- **TASKS**
1. Answer these questions from the article on Amazon Neptune:
(a) What three things make up the semantic structure of Neptune's graph model?
(b) Which four operations does the article say customers will not have to perform?
(c) Where does Neptune send its continuous backups?
2. Translate this sentence from the article on Amazon Neptune into Spanish: "With Amazon Neptune, customers can manage data within a graph model – a semantic structure in nodes, edges, and properties."
3. Pick up the article on Amazon Neptune after its last sentence and write the next part.

Will AWS Neptune become the leader in Graph databases?

Amazon Neptune, a new fully-managed cloud graph database, is generally available after its limited preview launch last year. With Amazon Neptune, customers can manage data within a graph model – a semantic structure in nodes, edges, and properties.

AWS will manage the operational aspects of the Amazon Neptune graph database within their cloud platform, and therefore customers will not have to perform operations like maintenance, patching, backups, and restores. Furthermore, the service is highly available, with read replicas, point-in-time recovery, continuous backup to Amazon S3, replication across Availability Zones (AZ), and supports encryption of data at rest and in transit.

- **DATA SUPPLIED**

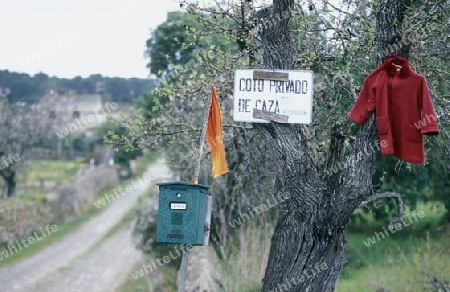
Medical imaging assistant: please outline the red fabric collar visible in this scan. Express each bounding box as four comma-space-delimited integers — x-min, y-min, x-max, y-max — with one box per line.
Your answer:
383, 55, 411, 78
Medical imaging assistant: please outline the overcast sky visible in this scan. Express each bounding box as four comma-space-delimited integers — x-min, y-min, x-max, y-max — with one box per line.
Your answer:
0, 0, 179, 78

--

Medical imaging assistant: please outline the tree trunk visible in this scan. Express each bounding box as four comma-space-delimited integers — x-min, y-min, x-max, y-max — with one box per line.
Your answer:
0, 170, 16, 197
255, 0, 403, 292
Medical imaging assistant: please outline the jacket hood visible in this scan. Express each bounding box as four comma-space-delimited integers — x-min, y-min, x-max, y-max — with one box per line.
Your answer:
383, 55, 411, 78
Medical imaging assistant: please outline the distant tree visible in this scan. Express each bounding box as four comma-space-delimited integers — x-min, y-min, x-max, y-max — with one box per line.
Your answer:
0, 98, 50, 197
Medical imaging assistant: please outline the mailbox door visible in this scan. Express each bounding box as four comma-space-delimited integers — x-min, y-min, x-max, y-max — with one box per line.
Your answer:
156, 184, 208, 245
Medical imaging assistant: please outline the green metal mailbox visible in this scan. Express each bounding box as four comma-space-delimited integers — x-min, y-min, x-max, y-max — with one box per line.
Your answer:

* * *

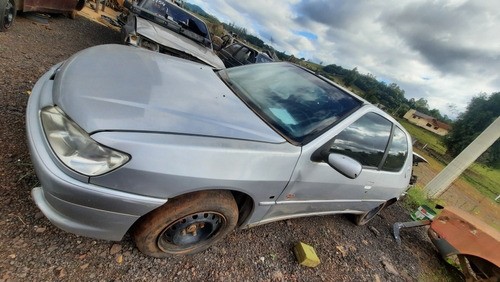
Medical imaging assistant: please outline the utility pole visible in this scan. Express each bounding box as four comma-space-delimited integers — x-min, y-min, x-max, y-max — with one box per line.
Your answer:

- **TASK RESULTS**
1.
(a) Nodes, edges, and properties.
(b) Maintenance, patching, backups, and restores.
(c) Amazon S3.

2. Con Amazon Neptune, los clientes pueden gestionar datos dentro de un modelo de grafos – una estructura semántica en nodos, aristas y propiedades.

3.
With Amazon Neptune, AWS customers can create and query graph databases for various use cases, including fraud detection, social networking, and recommendations. A reference customer is Blackfynn, a life sciences software startup, that is looking for ways to change how Epilepsy, Alzheimer’s disease, Parkinson’s disease, ALS, and other neurological disorders are treated. Their SVP of engineering, Chris Baglieri, said in the same Business Wire article:

“We look forward to using Amazon Neptune as an integral part of our data platform. Neptune will allow us to connect the dots between genomics, pathology, neurochemistry, device and patient clinical data, efficiently and at scale, helping us drive breakthrough discoveries.”

Is AWS Neptune right for me?

When considering AWS Neptune one has to make sure a graph database is the best storage structure for the dataset. A Graph DB is used best for highly connected datasets, where many of the data-points connect to many others, in multiple relations. The easiest way to determine if a graph DB is the better option vs a relational DB is to try and model the dataset and connections using relational DB schemas. If you have many tables representing the different object and more tables representing the connections between all of these objects, then a graph database may be the best option to exhibit this dataset. It may also help you discover new connections you would have never seen using a relational DB.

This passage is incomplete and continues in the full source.